When To Use Christian Conciliation
Christian Conciliation is an alternative to resolving disputes through the courts and/or secular alternative dispute resolution services. It provides a process for reconciling people and resolving the material or substantive disputes in a biblically faithful manner. The process is conciliatory rather than adversarial in nature--that is, it encourages honest communication and reasonable cooperation rather than unnecessary contention and advocacy.
The Christian Conciliation process is outlined and governed by The Rules of Procedure for Christian Conciliation. The process provides for mediation and/or arbitration. A distinctive difference of Christian conciliation is the pre-mediation work and preparation which the parties and mediator do. Prior to the mediation, the mediator will request the parties to review and consider principles for resolving conflict in a biblically faithful manner, and the mediator will spend time with each party separately for conflict coaching to prepare them for the mediation.
Christian conciliation has been used to settle a wide variety of disputes, including contract, employment, family, personal injury, church, landlord/tenant, real estate, creditor/debtor, business, intellectual property, estate, and professional conflicts, involving dollar amounts from nothing to several million dollars or more, as well as resolving disputes that have personal issues only and do not involve the seeking of monetary recovery or restitution.
Mediation
The mediation process is designed to promote constructive dialogue and encourage a voluntary settlement of the parties’ differences. The parties discuss the dispute with each other, under the direction and guidance of the mediator, to seek an understanding of each other’s positions and interests, explore and address each party’s contribution to the dispute, leading to personal reconciliation, and exploring and evaluating solutions to the dispute.
Parties may be represented by attorneys. The role and participation of the attorney in the mediation is governed by Rule 13 of The Rules of procedure for Christian Conciliation. The parties are encouraged to be the primary speakers in the mediation, with the attorney providing a role of giving counsel and advice to their client, not serving as the party’s advocate or spokesperson.
During mediation, the parties retain control over the final outcome, and the mediators act only as facilitators. Agreements reached through mediation may be documented in legal contracts or stipulations.
Discussion and conclusions of mediation proceedings are confidential pursuant to Rule 16 of The Rules of procedure for Christian Conciliation, and are treated as settlement negotiations and are not admissible for any purpose on a court of law, except as provided in Rule 16.
Parties are encouraged to involve their pastor(s) and church leaders as spiritual advisors and encouragers. Such involvement may include the participation of a party’s pastor or spiritual advisor in the mediation process. Such participation, however, is not for the purpose of acting as an advocate for the party or the party’s spokesperson. See also Rule 17 for information regarding the involvement of a party’s church.
Detailed Explanation of the Mediation Process
The mediation process follows a schedule of six distinct steps. The acronym GOSPEL is used to describe the process:
Greeting and Ground Rules
This phase sets the tone for the mediation by covering the planned schedule and agenda of the mediation, along with explaining and agreeing to the ground rules for conduct during the mediation.

**Required task:**
Turn the paragraph in the Christian conciliation text above that begins "Parties may be represented by attorneys" into a short bulleted list that keeps its main facts.

**Items:**
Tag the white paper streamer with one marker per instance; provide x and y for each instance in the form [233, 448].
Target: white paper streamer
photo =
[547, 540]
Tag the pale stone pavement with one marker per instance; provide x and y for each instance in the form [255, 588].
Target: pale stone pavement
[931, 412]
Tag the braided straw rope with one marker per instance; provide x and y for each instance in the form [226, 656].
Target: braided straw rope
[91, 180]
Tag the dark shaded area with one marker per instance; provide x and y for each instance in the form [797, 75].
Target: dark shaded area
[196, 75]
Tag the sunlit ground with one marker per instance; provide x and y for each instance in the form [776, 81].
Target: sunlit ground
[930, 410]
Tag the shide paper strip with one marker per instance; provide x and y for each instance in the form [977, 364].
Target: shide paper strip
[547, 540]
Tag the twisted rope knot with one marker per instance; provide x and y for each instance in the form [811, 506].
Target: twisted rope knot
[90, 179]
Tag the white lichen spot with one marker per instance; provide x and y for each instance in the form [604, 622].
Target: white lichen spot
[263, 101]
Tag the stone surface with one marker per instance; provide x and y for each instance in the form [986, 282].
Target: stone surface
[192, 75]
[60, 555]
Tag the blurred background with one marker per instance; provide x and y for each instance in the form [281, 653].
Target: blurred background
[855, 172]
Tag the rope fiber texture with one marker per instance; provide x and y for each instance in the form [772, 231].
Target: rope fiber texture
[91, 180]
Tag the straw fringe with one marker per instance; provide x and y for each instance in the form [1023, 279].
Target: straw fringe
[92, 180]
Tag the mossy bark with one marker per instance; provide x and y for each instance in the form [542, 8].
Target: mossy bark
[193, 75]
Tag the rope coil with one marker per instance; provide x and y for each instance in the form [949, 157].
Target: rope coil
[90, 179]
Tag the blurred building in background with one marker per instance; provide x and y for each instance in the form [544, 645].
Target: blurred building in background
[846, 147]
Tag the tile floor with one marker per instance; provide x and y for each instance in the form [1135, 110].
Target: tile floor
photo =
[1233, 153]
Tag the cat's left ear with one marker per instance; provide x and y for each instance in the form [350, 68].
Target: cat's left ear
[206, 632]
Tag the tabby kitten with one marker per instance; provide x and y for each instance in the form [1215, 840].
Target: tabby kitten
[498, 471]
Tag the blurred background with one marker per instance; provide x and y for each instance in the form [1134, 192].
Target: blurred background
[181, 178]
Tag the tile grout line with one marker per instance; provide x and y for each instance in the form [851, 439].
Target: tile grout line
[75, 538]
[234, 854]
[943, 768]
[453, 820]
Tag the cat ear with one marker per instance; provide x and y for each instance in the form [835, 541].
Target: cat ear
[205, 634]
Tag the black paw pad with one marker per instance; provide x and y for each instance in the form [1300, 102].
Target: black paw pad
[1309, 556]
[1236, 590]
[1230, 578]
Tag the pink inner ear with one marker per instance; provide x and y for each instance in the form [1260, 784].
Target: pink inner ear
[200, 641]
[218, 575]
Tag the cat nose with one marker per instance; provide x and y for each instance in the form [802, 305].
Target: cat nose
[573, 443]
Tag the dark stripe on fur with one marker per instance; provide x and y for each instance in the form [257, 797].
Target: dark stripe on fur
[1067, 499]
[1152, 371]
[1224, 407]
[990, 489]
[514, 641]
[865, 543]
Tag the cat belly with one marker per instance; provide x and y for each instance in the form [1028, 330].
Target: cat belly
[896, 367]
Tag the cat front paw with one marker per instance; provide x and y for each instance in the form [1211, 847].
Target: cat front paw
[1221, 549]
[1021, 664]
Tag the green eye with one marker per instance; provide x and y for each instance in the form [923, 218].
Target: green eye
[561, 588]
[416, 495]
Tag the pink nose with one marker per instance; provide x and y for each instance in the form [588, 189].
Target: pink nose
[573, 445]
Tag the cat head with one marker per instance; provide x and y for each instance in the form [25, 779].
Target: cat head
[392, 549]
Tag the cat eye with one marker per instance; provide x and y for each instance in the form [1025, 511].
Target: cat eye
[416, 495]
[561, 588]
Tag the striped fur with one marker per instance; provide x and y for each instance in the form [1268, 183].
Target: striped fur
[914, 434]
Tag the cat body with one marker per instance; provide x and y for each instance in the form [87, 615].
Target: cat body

**Output for this exercise:**
- Parties may have attorneys represent them.
- Rule 13 of The Rules of Procedure for Christian Conciliation governs the attorney's role and participation in the mediation.
- The parties are encouraged to be the primary speakers.
- Attorneys give their clients counsel and advice but do not act as the party's advocate or spokesperson.